▸ Referring expression data
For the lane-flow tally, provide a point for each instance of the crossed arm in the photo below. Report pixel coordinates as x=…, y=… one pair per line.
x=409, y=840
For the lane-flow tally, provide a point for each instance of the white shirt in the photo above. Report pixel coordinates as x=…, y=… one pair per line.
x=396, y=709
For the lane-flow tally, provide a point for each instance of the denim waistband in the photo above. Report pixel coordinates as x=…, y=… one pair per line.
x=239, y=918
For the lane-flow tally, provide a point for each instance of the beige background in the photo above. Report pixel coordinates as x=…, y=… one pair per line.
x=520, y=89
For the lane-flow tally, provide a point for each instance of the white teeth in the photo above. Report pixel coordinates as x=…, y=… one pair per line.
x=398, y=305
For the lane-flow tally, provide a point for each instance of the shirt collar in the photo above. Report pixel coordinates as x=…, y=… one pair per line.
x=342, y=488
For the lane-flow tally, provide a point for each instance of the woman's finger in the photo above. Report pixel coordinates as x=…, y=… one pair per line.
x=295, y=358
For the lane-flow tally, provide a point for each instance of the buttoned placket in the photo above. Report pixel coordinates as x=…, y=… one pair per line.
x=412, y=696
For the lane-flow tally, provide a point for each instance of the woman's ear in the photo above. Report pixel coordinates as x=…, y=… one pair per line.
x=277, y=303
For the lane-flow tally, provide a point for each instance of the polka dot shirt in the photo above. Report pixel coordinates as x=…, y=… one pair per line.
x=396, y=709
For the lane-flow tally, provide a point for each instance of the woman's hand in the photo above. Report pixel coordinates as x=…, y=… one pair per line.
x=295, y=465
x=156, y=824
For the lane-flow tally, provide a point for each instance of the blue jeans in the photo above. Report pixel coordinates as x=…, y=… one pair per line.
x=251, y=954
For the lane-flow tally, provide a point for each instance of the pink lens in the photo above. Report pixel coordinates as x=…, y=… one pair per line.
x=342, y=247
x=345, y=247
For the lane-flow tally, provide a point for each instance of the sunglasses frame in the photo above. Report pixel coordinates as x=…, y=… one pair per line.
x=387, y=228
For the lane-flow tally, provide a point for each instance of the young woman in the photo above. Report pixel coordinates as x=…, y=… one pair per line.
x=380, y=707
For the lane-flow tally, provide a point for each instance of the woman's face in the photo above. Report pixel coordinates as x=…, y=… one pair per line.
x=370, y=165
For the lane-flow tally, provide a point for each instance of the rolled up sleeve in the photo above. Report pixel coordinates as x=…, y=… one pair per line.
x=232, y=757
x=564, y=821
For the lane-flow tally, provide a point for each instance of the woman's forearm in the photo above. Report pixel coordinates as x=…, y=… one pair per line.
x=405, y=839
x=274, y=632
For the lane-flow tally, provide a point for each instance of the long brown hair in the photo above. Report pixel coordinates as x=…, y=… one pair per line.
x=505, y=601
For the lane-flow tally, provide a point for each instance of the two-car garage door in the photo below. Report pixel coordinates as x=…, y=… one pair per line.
* * *
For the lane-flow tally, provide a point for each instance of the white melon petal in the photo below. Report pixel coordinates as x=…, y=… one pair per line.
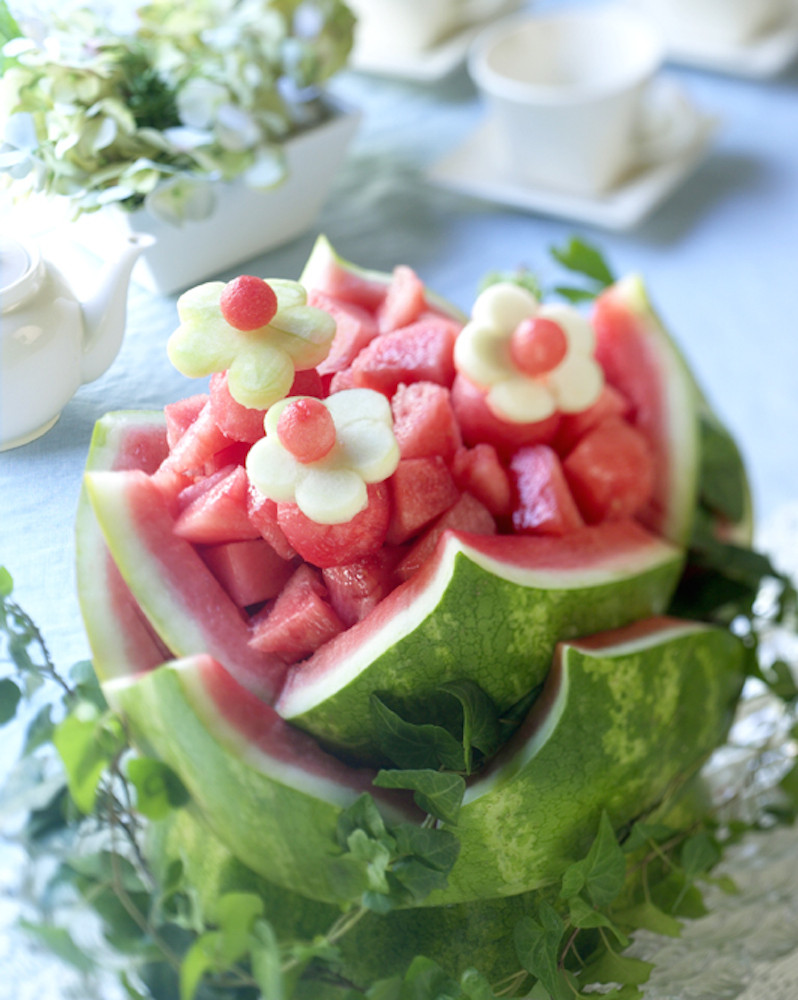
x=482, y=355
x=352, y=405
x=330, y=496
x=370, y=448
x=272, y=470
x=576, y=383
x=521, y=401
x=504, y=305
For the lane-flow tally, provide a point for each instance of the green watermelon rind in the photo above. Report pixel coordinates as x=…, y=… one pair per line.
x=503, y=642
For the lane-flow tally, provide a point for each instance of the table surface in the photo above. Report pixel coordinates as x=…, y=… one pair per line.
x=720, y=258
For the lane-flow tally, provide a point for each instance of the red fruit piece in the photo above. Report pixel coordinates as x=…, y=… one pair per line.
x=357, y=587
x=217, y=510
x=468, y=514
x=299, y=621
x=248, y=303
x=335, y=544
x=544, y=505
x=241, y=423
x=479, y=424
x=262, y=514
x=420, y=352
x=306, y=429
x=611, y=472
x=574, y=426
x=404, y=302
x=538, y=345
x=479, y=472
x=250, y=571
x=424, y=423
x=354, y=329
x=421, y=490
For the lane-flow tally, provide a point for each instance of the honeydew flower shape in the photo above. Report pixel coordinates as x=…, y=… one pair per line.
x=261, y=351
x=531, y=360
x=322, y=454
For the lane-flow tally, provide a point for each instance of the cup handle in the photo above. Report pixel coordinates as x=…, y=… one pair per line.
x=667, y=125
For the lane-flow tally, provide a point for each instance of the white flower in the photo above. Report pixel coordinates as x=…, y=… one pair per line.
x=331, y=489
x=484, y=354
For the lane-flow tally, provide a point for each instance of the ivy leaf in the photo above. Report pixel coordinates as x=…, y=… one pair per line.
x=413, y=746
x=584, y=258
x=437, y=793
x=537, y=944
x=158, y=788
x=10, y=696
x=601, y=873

▸ TASK OBJECTIVE
Starting at the line above that contains "of the pink", write out each line exactly until the line that contains "of the two-car" has been written, and stop there.

▸ COMPLETED EXERCISE
For the lane-flow tally, provide a point for each instance of the pink lens in the photo above. Report pixel coordinates as x=…, y=… one pair per line.
x=342, y=247
x=345, y=247
For the lane-flow tally, provide a point for each instance of the sunglasses frame in the photo above. Report pixel coordinates as x=…, y=… one pair per line.
x=387, y=228
For the lane-flow tally, provide a point for each instance of the young woman in the photo above. Report pixel coordinates as x=…, y=… one pair per line.
x=380, y=707
For the lane-flow tally, provide a point for each instance of the woman's face in the photo above. Report pixel coordinates as x=…, y=… one pair per line.
x=370, y=165
For the lane-flow tally, provide a point for each instance of the rolled up sleeve in the photo above. Report pixel coordinates as x=…, y=… one pair per line.
x=232, y=757
x=564, y=821
For the lane-flow tally, provide a point for each instance of the woman's forearm in the photo above. Report pixel coordinates as x=…, y=… one pair per line.
x=405, y=839
x=274, y=632
For the lane-flow tally, provide a point for each instance of the long brown hair in the photo above. Report pixel coordinates as x=…, y=… one pair per line.
x=505, y=601
For the lane-flow tally, provide a point for each instance of the two-car garage door in the photo below. Report pixel coordinates as x=…, y=… one pair per line.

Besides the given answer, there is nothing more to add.